**Set problem:** Reproduce the lines of data below verbatim, starting at the line that contains "Mark every instance of the white billboard" and stopping after the line that contains "x=444 y=162".

== Extracted entries

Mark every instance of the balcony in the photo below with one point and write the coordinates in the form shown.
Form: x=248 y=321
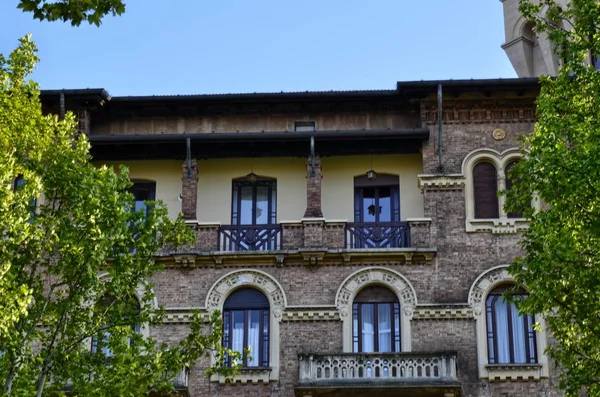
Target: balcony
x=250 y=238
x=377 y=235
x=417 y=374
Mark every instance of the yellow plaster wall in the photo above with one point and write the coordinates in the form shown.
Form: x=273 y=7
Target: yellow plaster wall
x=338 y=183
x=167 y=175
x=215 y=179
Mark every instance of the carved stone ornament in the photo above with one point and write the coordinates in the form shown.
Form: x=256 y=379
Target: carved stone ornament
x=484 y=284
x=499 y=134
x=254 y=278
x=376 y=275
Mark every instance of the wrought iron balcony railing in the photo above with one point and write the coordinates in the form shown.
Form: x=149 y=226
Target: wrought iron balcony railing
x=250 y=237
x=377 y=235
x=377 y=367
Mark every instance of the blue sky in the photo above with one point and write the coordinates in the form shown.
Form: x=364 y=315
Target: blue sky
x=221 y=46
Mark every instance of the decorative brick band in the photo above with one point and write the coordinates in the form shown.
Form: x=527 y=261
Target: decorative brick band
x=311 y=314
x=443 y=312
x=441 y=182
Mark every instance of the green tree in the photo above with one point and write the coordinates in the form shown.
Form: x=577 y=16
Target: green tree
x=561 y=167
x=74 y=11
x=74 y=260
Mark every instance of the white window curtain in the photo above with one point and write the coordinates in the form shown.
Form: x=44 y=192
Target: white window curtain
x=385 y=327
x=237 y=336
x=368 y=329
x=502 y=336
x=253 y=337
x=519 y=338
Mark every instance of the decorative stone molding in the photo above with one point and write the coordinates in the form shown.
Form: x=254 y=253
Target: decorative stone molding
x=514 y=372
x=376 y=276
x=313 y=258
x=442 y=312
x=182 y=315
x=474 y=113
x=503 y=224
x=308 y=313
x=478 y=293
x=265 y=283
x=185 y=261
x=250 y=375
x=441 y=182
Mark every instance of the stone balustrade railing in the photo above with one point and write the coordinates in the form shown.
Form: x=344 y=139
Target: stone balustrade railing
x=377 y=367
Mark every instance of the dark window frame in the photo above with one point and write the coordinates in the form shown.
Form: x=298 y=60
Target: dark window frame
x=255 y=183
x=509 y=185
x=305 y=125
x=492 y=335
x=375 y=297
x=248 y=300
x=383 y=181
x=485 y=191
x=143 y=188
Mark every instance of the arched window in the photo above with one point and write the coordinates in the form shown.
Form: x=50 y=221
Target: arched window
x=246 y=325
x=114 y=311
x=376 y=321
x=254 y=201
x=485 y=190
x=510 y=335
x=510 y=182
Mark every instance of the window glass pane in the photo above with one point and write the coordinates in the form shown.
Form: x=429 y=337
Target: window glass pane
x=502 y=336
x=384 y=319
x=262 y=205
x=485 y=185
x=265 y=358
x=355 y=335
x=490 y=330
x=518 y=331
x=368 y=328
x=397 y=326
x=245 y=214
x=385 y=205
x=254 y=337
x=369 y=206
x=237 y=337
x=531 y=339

====
== Extracted entries

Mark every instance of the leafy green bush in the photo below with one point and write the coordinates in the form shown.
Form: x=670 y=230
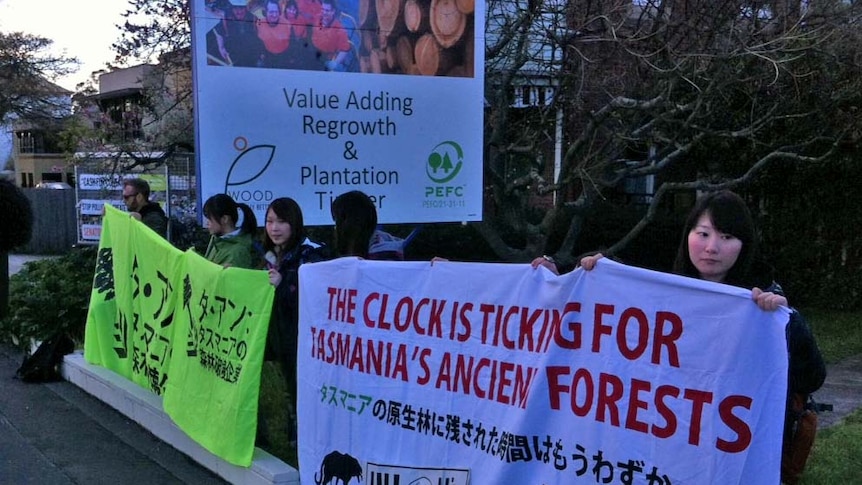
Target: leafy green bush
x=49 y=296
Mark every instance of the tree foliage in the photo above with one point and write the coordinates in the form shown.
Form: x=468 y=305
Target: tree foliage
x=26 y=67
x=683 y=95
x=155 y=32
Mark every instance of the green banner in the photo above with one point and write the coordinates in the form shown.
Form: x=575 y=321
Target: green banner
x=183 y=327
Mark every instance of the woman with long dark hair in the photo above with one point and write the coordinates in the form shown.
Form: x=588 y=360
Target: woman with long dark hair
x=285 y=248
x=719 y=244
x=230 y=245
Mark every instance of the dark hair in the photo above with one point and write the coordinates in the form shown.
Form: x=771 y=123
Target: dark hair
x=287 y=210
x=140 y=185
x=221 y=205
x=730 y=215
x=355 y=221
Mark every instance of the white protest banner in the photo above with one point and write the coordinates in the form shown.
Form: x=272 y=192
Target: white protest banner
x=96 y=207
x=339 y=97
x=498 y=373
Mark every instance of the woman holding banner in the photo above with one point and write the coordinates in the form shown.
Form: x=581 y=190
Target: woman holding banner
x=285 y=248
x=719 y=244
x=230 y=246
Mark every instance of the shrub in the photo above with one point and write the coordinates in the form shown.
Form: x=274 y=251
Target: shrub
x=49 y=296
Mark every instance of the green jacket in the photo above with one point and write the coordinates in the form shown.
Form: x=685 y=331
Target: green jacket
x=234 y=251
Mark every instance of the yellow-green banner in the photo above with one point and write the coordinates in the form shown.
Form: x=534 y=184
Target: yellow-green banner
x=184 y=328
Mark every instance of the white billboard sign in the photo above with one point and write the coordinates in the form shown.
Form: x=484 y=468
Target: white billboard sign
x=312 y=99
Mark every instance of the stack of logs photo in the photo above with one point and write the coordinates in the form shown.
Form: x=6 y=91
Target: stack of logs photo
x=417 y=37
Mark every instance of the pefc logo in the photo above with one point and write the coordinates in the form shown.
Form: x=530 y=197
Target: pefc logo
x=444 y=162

====

**Response to this exercise:**
Mark every instance of the white billboard sign in the photo above with one point and write the coordinates in the form shown.
Form: x=484 y=468
Target: white billboard sign
x=312 y=99
Mark every instance of the stack of logs photo in the photo above with one point and write the coordinates in the form shown.
Form: x=6 y=91
Target: stack of logs photo
x=417 y=37
Mark every instance of the pefc logo in the photo above with one point and write the coordinates in the form shown.
Form: x=530 y=197
Target: pefc logo
x=444 y=162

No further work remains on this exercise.